Qué se pide:
Reproduce completa la reseña sobre Habitación blanca, sin alterar ninguna palabra ni signo de puntuación.

Texto extraído:

----

Una habitación llena de secretos

Muchos se quejan de la larga ocupación que el CAT hace cada enero del Teatro Central. Pero, si queremos consolarnos, no tenemos más que pensar en el lujo que supone ver, con la cercanía que ofrece su sala pequeña, espectáculos como el que anoche estrenó Michèle Noiret, representante de ese manantial dancístico belga que aún no ha dejado de manar.

Frente a otros trabajos, como aquel In Between con que visitaba este mismo teatro en 2001 -creado junto a su gran colaborador Bud Blumenthal-, en el que las proyecciones y los sonidos corporales acaparaban la atención del espectador, Habitación blanca se presenta como un pequeño cofre en el que sólo se encierra una hora larga repleta de danza, con todo lo bueno que ésta puede ofrecer cuando, además de cuatro magníficas bailarinas, hay mil cosas que expresar y el talento necesario para ordenarlas en el tiempo y el espacio.

----

Datos para revisar:
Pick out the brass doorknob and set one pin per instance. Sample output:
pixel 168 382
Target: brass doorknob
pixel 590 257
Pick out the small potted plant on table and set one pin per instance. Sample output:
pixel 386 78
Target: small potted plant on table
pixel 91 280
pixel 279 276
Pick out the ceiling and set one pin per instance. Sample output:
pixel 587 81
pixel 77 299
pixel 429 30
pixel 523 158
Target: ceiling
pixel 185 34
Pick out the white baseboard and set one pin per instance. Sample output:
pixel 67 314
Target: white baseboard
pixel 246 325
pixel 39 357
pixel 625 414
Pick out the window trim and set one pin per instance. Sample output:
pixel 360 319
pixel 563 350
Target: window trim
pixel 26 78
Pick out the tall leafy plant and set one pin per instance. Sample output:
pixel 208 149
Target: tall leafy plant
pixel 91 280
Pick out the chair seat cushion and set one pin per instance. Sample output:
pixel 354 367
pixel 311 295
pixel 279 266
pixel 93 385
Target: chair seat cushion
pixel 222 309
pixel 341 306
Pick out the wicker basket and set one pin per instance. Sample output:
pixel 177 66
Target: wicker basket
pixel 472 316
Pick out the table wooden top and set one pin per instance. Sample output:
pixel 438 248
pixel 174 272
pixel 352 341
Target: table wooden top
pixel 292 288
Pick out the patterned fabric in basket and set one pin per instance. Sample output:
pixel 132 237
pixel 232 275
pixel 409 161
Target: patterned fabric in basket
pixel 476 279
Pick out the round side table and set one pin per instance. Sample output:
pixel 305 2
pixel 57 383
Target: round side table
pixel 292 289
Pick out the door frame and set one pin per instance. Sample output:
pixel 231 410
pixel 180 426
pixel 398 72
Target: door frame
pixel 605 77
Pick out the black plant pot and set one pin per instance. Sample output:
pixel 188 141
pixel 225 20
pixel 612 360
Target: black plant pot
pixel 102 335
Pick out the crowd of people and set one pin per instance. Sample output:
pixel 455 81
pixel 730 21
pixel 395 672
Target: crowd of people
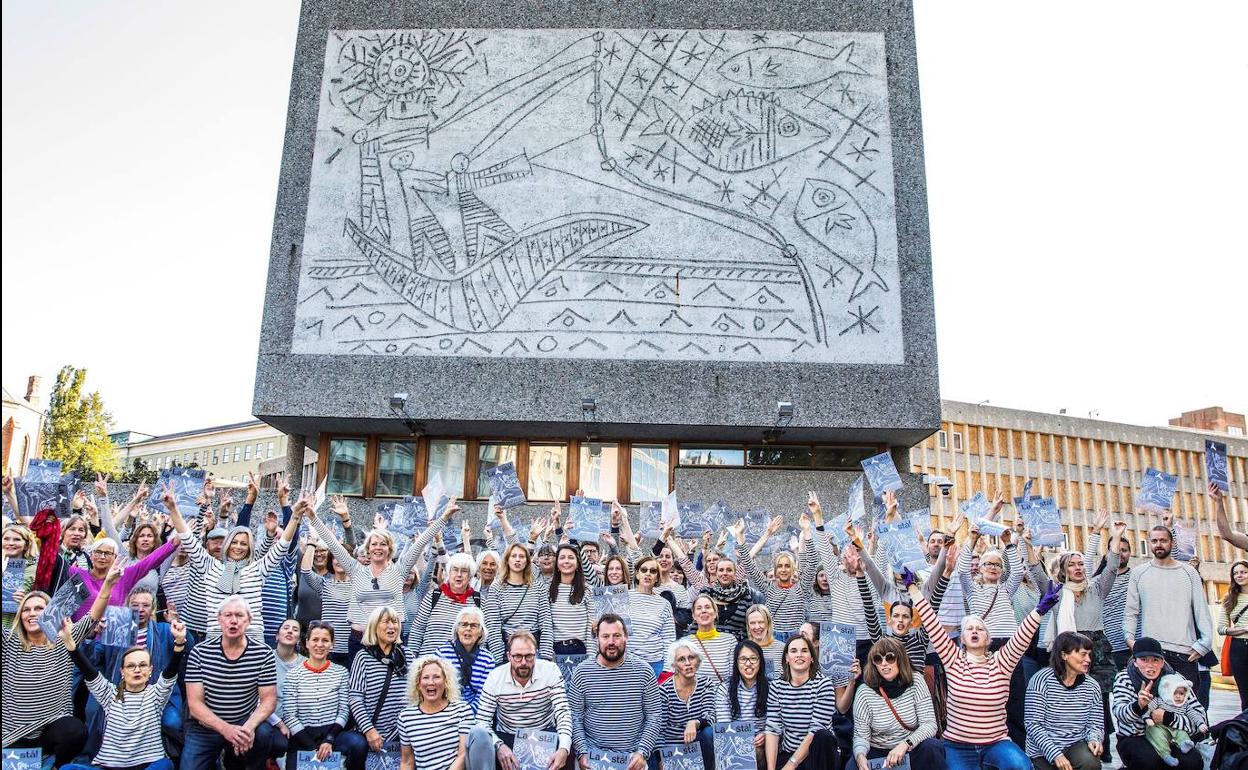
pixel 256 640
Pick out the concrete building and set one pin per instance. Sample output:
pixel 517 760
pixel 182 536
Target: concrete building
pixel 227 452
pixel 1086 464
pixel 539 235
pixel 23 426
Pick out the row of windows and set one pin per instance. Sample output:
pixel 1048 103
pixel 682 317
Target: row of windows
pixel 635 472
pixel 226 454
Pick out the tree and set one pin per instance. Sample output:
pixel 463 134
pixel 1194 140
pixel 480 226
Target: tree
pixel 76 429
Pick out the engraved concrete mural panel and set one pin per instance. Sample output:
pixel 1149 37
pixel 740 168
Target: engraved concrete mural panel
pixel 603 194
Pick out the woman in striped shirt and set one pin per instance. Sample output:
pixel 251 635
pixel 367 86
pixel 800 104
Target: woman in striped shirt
pixel 688 701
pixel 377 582
pixel 132 709
pixel 800 706
pixel 467 654
pixel 518 602
pixel 433 730
pixel 894 714
pixel 977 683
pixel 315 692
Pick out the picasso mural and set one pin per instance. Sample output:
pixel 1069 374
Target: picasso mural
pixel 678 195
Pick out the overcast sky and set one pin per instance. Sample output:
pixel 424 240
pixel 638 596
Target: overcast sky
pixel 1086 180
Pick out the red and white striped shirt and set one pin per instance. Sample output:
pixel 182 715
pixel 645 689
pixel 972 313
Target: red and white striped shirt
pixel 976 692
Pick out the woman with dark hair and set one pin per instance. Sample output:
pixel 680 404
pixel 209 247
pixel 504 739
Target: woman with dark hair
pixel 1234 624
pixel 1063 709
pixel 570 602
pixel 796 704
pixel 894 714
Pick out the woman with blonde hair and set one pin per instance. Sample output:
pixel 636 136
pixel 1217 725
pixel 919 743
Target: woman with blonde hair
pixel 433 729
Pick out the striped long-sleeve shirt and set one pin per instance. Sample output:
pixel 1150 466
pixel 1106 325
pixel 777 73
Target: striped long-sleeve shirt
pixel 1058 716
pixel 315 699
pixel 677 711
pixel 511 608
pixel 801 710
pixel 538 704
pixel 976 692
pixel 367 590
pixel 875 725
pixel 607 711
pixel 788 605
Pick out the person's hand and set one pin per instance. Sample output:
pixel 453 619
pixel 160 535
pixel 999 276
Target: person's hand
pixel 897 755
pixel 558 760
pixel 1050 599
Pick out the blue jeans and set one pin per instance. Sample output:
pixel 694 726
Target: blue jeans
pixel 204 746
pixel 1001 755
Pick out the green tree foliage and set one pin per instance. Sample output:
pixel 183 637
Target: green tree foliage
pixel 76 429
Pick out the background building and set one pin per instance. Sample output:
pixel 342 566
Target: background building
pixel 23 426
pixel 1086 464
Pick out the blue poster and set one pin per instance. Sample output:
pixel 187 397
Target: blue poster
pixel 585 518
pixel 504 486
pixel 1156 491
pixel 307 760
pixel 43 471
pixel 185 483
pixel 836 650
pixel 1216 464
pixel 14 579
pixel 534 749
pixel 1045 519
pixel 881 473
pixel 856 508
pixel 680 756
pixel 734 745
pixel 23 759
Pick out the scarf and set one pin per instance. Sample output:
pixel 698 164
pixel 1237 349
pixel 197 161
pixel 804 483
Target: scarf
pixel 231 572
pixel 467 658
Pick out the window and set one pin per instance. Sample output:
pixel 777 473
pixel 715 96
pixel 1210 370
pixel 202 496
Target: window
pixel 649 474
pixel 711 456
pixel 396 468
pixel 346 466
pixel 491 456
pixel 599 469
pixel 548 472
pixel 448 459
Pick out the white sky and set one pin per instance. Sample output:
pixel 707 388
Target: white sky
pixel 1086 177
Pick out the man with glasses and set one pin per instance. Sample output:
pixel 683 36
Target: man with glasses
pixel 527 693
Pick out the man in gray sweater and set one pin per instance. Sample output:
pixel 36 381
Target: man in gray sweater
pixel 1168 598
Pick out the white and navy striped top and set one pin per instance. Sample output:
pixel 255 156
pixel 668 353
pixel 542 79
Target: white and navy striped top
pixel 798 711
pixel 677 713
pixel 370 592
pixel 231 688
pixel 315 699
pixel 607 711
pixel 788 605
pixel 434 738
pixel 36 683
pixel 367 682
pixel 1058 716
pixel 539 704
pixel 512 607
pixel 650 625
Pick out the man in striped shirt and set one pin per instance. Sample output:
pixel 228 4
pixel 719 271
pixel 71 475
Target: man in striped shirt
pixel 528 693
pixel 231 689
pixel 605 714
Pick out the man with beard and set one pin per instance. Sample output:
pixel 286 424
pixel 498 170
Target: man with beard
pixel 1167 599
pixel 604 700
pixel 528 693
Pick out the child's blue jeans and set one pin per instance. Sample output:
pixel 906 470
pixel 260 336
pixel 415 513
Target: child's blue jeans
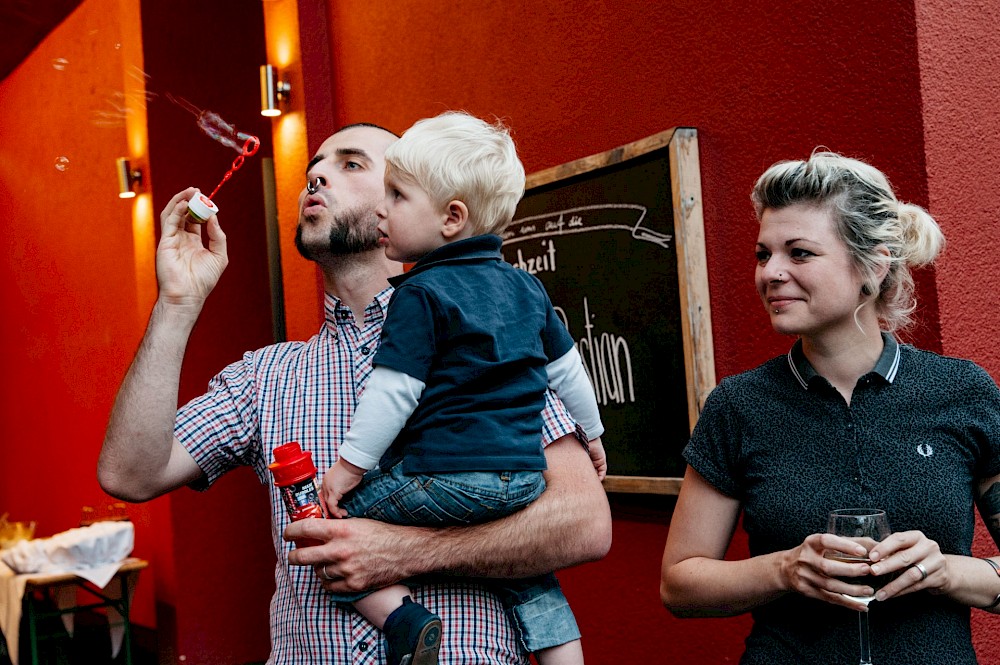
pixel 537 607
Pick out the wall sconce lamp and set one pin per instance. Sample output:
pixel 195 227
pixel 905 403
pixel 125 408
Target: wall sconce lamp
pixel 272 91
pixel 128 178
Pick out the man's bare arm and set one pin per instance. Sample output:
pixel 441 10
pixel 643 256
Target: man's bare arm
pixel 569 524
pixel 140 458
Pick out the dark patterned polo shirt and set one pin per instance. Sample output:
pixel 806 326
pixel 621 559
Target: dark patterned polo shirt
pixel 920 430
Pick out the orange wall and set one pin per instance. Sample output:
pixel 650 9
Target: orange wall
pixel 760 82
pixel 71 307
pixel 78 285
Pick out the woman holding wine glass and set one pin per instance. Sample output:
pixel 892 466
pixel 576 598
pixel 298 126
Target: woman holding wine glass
pixel 850 418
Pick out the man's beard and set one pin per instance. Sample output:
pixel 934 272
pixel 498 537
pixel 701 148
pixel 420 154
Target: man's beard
pixel 353 231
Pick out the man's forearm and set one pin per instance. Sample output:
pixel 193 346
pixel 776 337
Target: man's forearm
pixel 569 524
pixel 139 459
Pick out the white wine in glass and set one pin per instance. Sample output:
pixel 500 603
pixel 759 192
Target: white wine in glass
pixel 867 527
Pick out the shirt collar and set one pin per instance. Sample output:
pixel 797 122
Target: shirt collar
pixel 335 312
pixel 477 248
pixel 886 367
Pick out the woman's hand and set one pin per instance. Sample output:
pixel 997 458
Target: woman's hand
pixel 916 558
pixel 807 571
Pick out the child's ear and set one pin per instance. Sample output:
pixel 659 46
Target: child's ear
pixel 456 219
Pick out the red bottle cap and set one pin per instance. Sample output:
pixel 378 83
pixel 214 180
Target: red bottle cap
pixel 291 464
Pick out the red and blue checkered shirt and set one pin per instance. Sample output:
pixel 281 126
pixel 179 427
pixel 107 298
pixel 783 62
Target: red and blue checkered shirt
pixel 307 392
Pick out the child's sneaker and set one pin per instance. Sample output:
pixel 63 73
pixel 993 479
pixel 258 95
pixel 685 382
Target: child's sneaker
pixel 412 635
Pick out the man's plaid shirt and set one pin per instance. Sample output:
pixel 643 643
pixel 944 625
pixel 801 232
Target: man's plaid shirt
pixel 307 392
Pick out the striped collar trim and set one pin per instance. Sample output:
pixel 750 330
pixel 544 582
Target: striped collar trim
pixel 887 366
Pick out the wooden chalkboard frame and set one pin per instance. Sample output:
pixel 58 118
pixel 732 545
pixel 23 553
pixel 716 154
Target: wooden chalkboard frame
pixel 689 232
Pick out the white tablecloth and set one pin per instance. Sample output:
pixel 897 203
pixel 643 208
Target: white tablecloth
pixel 84 553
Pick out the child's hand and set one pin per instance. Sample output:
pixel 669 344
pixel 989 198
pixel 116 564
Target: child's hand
pixel 340 479
pixel 598 457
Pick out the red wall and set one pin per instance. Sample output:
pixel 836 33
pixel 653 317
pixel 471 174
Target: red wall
pixel 761 82
pixel 78 286
pixel 69 298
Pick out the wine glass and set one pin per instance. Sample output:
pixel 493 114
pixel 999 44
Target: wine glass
pixel 865 526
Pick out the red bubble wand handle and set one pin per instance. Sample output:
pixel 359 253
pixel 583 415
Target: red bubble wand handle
pixel 249 148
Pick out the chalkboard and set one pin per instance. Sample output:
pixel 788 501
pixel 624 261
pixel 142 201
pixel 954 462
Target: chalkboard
pixel 617 238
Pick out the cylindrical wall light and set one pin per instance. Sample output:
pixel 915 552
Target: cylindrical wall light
pixel 128 178
pixel 272 91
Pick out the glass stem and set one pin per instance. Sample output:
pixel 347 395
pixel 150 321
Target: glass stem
pixel 866 645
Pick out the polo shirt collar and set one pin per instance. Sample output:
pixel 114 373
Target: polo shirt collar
pixel 476 248
pixel 886 367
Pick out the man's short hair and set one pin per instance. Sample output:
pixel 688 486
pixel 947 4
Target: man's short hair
pixel 366 124
pixel 456 156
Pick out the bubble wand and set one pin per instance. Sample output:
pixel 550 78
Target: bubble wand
pixel 201 207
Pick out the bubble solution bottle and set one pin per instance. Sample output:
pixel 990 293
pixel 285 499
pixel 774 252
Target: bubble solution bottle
pixel 295 477
pixel 200 208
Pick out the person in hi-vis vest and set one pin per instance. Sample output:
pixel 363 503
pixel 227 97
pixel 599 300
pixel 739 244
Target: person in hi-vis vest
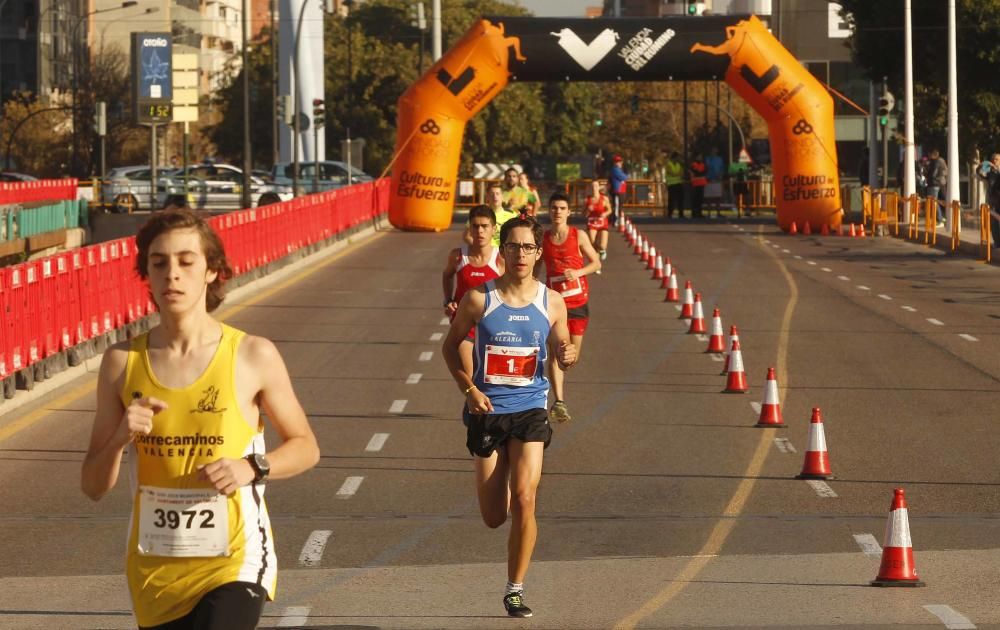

----

Respuesta:
Una habitación llena de secretos

Muchos se quejan de la larga ocupación que el CAT hace cada enero del Teatro Central. Pero, si queremos consolarnos, no tenemos más que pensar en el lujo que supone ver, con la cercanía que ofrece su sala pequeña, espectáculos como el que anoche estrenó Michèle Noiret, representante de ese manantial dancístico belga que aún no ha dejado de manar.

Frente a otros trabajos, como aquel In Between con que visitaba este mismo teatro en 2001 -creado junto a su gran colaborador Bud Blumenthal-, en el que las proyecciones y los sonidos corporales acaparaban la atención del espectador, Habitación blanca se presenta como un pequeño cofre en el que sólo se encierra una hora larga repleta de danza, con todo lo bueno que ésta puede ofrecer cuando, además de cuatro magníficas bailarinas, hay mil cosas que expresar y el talento necesario para ordenarlas en el tiempo y el espacio.